=== The data ===

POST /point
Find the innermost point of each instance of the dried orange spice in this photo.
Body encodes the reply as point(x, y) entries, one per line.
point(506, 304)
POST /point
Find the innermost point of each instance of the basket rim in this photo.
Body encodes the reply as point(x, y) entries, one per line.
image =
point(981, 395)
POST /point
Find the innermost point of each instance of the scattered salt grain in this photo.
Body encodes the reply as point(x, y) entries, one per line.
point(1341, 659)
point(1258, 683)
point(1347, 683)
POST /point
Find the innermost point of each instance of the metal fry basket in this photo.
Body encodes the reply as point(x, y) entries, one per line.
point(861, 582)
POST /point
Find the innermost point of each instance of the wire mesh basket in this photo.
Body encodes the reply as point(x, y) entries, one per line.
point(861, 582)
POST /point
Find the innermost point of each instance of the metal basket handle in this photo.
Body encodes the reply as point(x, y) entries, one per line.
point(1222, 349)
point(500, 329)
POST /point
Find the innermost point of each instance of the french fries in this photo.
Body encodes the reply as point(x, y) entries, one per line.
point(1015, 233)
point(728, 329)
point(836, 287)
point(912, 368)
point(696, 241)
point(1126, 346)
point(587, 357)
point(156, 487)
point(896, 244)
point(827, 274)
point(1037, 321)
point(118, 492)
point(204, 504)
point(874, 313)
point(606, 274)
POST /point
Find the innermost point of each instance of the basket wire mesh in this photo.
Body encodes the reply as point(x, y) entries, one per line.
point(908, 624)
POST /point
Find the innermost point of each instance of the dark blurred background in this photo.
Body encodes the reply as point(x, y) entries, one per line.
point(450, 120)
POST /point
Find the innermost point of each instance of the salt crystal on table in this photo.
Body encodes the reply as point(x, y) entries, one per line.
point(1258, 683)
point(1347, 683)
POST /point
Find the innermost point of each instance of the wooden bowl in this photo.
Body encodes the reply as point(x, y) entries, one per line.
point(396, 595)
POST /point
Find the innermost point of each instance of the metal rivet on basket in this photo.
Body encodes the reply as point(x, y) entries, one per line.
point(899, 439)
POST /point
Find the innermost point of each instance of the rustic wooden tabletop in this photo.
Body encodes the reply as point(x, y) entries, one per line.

===

## [Short exercise]
Rewrite every one of the records above, swapping "innermost point" for "central point" wherever it occurs and keeping everything else the same.

## [Exercise result]
POST /point
Find the central point of each instance of the dried orange spice in this photo.
Body encodes the reply as point(x, y) entries, one per line.
point(506, 304)
POST /point
Find the central point of each instance of the basket rim in this photo.
Body encodes the reply as point(x, y) entries, one per line.
image =
point(981, 395)
POST /point
Find the central point of each instance of the scattered salt grain in this photo.
Body encodes the reply as point(x, y) entries, one per line.
point(1341, 659)
point(1258, 683)
point(1347, 683)
POST /point
Find the central point of each instance of the metal fry basket in this photo.
Body encodes the reply as point(x, y) entries, one per line.
point(861, 582)
POST /point
Find the central point of each instance of the wire mesh basket in this photo.
Body encodes the reply as point(x, y) entries, one per line.
point(861, 582)
POST /point
Find the central point of each instance of the metal basket handle in this photo.
Body encodes the reply as point(x, y) entries, one per line.
point(1222, 349)
point(500, 329)
POST /point
Find the central point of each instance of the french fries in this photo.
Body encodes the reply as point(x, y) entries, one per line.
point(1015, 233)
point(728, 329)
point(836, 287)
point(912, 368)
point(696, 241)
point(1126, 346)
point(587, 357)
point(156, 487)
point(896, 244)
point(827, 274)
point(1037, 321)
point(118, 492)
point(204, 504)
point(874, 313)
point(606, 274)
POST /point
Find the central point of each instance of the basket wire mesh in this photo.
Body encodes the reply as point(x, y) entries, one per line.
point(908, 624)
POST /point
Find the central point of each instance of the dark blurred background in this photo.
Body encodes the reply as point(x, y) entries, one per line.
point(450, 120)
POST /point
Find the central point of each instance of the salt crystal on table in this photo.
Body encodes the reply as point(x, y) entries, one per line.
point(1258, 683)
point(1347, 683)
POST /point
Find the central point of each instance of the wooden bowl in this photo.
Body encodes the reply as point(x, y) entries, one per line.
point(396, 595)
POST /point
Find the central point of each instance of the metal rivet on basket in this photo.
Body encodes the reply as point(x, y) entries, one per line.
point(899, 439)
POST /point
Find the central point of each instance of the rustic wooden tabletop in this photo.
Body encodes the reply as point(x, y) entries, one per line.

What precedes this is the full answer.